● WHAT YOU WILL DO
Below is a listing. Output every line of it exactly.

● RECORDS FOR THE EXERCISE

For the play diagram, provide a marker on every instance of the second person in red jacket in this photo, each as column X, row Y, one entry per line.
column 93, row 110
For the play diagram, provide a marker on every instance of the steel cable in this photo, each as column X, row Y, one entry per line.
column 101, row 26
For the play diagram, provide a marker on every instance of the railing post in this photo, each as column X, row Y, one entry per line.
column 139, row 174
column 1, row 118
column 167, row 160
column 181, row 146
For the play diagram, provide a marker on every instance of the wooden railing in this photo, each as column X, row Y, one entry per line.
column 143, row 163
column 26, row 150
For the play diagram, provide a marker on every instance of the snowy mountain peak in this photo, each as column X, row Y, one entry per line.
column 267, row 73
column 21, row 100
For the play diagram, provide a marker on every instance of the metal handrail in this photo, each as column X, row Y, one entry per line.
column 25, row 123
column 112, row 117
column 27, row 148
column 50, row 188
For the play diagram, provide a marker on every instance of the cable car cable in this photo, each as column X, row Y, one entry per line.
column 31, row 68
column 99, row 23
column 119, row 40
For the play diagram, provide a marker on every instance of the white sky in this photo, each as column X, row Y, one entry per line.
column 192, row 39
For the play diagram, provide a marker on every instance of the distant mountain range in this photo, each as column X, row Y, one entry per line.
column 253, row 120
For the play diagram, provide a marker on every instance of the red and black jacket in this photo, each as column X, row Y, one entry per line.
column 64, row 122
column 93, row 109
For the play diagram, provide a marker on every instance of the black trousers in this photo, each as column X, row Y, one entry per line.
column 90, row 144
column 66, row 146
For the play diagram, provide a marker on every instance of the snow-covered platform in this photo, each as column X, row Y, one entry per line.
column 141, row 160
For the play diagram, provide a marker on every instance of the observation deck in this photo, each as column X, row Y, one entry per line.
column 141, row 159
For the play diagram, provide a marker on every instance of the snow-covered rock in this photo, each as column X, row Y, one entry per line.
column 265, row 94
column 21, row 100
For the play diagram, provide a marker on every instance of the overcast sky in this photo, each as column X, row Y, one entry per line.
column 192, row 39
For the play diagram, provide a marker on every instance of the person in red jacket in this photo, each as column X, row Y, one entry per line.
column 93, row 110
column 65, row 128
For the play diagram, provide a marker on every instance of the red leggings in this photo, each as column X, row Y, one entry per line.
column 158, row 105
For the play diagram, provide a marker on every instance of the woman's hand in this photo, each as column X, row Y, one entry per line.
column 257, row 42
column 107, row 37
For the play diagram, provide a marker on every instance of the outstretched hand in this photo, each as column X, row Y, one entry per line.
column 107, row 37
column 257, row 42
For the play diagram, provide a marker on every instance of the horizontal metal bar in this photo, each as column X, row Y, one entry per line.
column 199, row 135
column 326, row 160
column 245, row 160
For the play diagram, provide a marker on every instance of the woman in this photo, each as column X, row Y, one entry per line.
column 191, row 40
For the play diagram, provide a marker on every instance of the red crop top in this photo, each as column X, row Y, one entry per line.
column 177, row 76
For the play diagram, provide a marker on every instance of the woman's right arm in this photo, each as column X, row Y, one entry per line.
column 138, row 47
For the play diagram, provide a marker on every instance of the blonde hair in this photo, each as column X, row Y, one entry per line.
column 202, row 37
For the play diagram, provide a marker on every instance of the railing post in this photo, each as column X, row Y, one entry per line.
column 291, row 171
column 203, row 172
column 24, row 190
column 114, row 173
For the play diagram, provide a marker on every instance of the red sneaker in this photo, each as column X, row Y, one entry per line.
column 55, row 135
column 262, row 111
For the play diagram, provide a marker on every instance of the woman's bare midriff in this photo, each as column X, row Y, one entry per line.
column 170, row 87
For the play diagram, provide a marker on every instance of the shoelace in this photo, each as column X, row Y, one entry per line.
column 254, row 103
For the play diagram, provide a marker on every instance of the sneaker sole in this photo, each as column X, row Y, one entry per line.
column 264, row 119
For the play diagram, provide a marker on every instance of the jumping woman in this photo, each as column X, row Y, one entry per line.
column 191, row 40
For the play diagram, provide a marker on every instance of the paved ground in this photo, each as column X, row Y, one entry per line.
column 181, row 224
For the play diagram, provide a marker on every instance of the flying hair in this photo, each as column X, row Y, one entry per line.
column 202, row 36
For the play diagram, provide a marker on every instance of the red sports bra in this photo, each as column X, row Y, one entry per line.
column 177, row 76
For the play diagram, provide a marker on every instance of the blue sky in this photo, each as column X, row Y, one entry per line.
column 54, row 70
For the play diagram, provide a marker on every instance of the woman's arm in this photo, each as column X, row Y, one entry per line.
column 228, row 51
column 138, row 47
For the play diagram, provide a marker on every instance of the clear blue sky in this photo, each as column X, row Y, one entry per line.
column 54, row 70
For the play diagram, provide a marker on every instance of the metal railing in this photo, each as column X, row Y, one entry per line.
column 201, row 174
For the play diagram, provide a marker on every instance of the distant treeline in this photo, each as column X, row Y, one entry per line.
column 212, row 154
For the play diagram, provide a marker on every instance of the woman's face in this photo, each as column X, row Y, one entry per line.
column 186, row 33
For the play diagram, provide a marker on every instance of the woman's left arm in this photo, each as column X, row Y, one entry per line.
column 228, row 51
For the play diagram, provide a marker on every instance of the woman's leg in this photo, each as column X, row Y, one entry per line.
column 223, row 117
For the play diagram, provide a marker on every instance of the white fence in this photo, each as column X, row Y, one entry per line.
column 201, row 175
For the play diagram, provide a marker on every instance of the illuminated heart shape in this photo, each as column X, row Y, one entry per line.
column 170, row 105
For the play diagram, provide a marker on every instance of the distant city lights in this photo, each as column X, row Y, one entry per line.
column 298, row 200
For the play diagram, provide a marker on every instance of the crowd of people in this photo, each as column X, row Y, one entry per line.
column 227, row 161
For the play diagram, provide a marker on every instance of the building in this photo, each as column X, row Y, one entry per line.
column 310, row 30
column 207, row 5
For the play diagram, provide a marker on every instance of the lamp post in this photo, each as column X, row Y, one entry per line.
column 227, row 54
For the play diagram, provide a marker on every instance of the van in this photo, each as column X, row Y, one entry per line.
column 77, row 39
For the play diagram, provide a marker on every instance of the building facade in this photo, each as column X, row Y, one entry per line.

● REPLY TO THE TASK
For the play diagram, provide a marker on every instance of the second person in red jacket in this photo, each as column X, row Y, one entry per line.
column 93, row 110
For the play diagram, provide a marker on every instance of the steel cable in this photo, each as column X, row Y, one entry per line.
column 101, row 26
For the play diagram, provide a marker on every instance of the railing post in this photo, each as column X, row Y, one entry per line.
column 139, row 174
column 1, row 118
column 167, row 160
column 181, row 146
For the play diagram, provide a marker on every instance of the wooden railing in this photo, each as column X, row Y, one entry per line.
column 143, row 163
column 26, row 150
For the play diagram, provide a marker on every instance of the snowy mountain peak in this photo, each as column X, row Y, one entry per line.
column 267, row 73
column 21, row 100
For the play diagram, provide a marker on every instance of the metal handrail in this photo, each as column X, row Y, one entry per line.
column 25, row 123
column 112, row 117
column 27, row 148
column 50, row 188
For the play diagram, provide a marker on every instance of the cable car cable in this photo, each as column X, row Y, one entry per line.
column 31, row 68
column 99, row 23
column 119, row 40
For the play diagram, provide a marker on every instance of the white sky in this photo, each as column X, row Y, one entry per line.
column 192, row 39
For the play diagram, provide a marker on every instance of the distant mountain range in this photo, each as column X, row Y, one entry per line.
column 253, row 120
For the play diagram, provide a marker on every instance of the red and black jacket in this photo, each as column X, row Y, one entry per line.
column 64, row 122
column 93, row 109
For the play diagram, provide a marker on every instance of the black trousers in this photo, each as column X, row Y, one entry per line.
column 90, row 144
column 66, row 146
For the play diagram, provide a marker on every instance of the snow-covered platform in this photo, each as column X, row Y, one entry per line.
column 141, row 160
For the play diagram, provide a marker on every instance of the observation deck in this photo, each as column X, row Y, one entry per line.
column 141, row 159
For the play diagram, provide a marker on every instance of the snow-covered rock in this photo, each as column X, row Y, one entry per line.
column 265, row 94
column 21, row 100
For the play diagram, provide a marker on every instance of the overcast sky in this photo, each as column X, row Y, one entry per line.
column 192, row 39
For the play diagram, provide a marker on every instance of the person in red jacket in this photo, each as column X, row Y, one entry per line.
column 93, row 110
column 65, row 128
For the play diagram, provide a marker on every instance of the red leggings in this photo, each as column X, row Y, one entry per line.
column 158, row 105
For the play diagram, provide a marker on every instance of the woman's hand in this photo, each as column X, row Y, one entry per line.
column 257, row 42
column 107, row 37
For the play diagram, provide a marker on every instance of the outstretched hand in this photo, each as column X, row Y, one entry per line.
column 107, row 37
column 257, row 42
For the play diagram, provide a marker on every instance of the horizontal metal bar in this photo, each as column X, row Y, one entry per line.
column 199, row 135
column 326, row 160
column 245, row 160
For the play diagram, provide a marker on every instance of the woman in this photo, each as column X, row Y, one entry per line.
column 191, row 40
For the play diagram, provide a marker on every instance of the red crop top in this photo, each as column X, row Y, one entry per line.
column 177, row 76
For the play diagram, provide a marker on every instance of the woman's right arm in this photo, each as column X, row Y, one entry per line.
column 138, row 47
For the play diagram, provide a marker on every instance of the blonde hair in this photo, each as column X, row Y, one entry per line.
column 202, row 37
For the play diagram, provide a marker on every instance of the railing post in this photo, each as column X, row Y, one entry per line.
column 291, row 171
column 203, row 172
column 24, row 190
column 114, row 173
For the play diagram, provide a marker on every instance of the red sneaker in this photo, each as column X, row Y, one entry per line.
column 55, row 135
column 262, row 111
For the play diagram, provide a marker on every instance of the woman's bare midriff in this photo, each as column X, row Y, one entry per line.
column 170, row 87
For the play diagram, provide a marker on every instance of the shoelace in this photo, each as column X, row Y, one entry per line.
column 254, row 103
For the play diagram, provide a marker on every instance of the sneaker sole in this photo, each as column X, row Y, one entry per line.
column 264, row 119
For the play diagram, provide a marker on every instance of the jumping woman in this photo, each as column X, row Y, one entry per line.
column 191, row 40
For the play diagram, provide a marker on every instance of the paved ground in this photo, each as column X, row Y, one entry per line.
column 181, row 224
For the play diagram, provide a marker on every instance of the flying hair in this photo, each as column X, row Y, one entry per line.
column 202, row 36
For the play diagram, provide a marker on every instance of the red sports bra in this photo, each as column X, row Y, one entry per line.
column 177, row 76
For the play diagram, provide a marker on every instance of the blue sky in this photo, each as column X, row Y, one entry per line.
column 54, row 70
For the play diagram, provide a marker on every instance of the woman's arm in this photo, each as column X, row Y, one entry per line.
column 228, row 51
column 138, row 47
For the play diagram, provide a marker on every instance of the clear blue sky in this photo, each as column X, row Y, one entry per line.
column 54, row 70
For the play diagram, provide a marker on every instance of the metal railing in this photo, each as column X, row Y, one entry per line.
column 201, row 174
For the play diagram, provide a marker on every instance of the distant treeline in this photo, each as column X, row Y, one entry per line.
column 212, row 154
For the play diagram, provide a marker on every instance of the woman's face in this photo, each as column X, row Y, one entry per line.
column 186, row 33
For the play diagram, provide a marker on every instance of the woman's left arm in this photo, each as column X, row Y, one entry per line.
column 228, row 51
For the play diagram, provide a marker on every instance of the woman's leg in this photo, each as column X, row Y, one entry per line.
column 223, row 117
For the play diagram, provide a marker on every instance of the white fence in this photo, each as column X, row Y, one entry per line.
column 201, row 175
For the play diagram, provide a marker on every instance of the illuminated heart shape in this photo, each as column X, row Y, one entry per line.
column 170, row 105
For the play diagram, provide a marker on every instance of the distant city lights in this photo, each as column X, row Y, one entry per line.
column 298, row 200
For the play diagram, provide a marker on every instance of the crowd of people in this photo, each as column X, row Y, one entry per line.
column 227, row 161
For the play diagram, provide a marker on every instance of the building in this photo, each as column X, row Y, one entry per line.
column 310, row 30
column 207, row 5
For the play diagram, provide a marker on every instance of the lamp post in this photo, each as column X, row Y, one entry per line.
column 227, row 54
For the play diagram, provide a marker on every instance of the van in this photo, each as column X, row Y, one entry per line.
column 77, row 39
For the play diagram, provide a marker on every instance of the building facade in this photo, each as column X, row Y, one entry per line.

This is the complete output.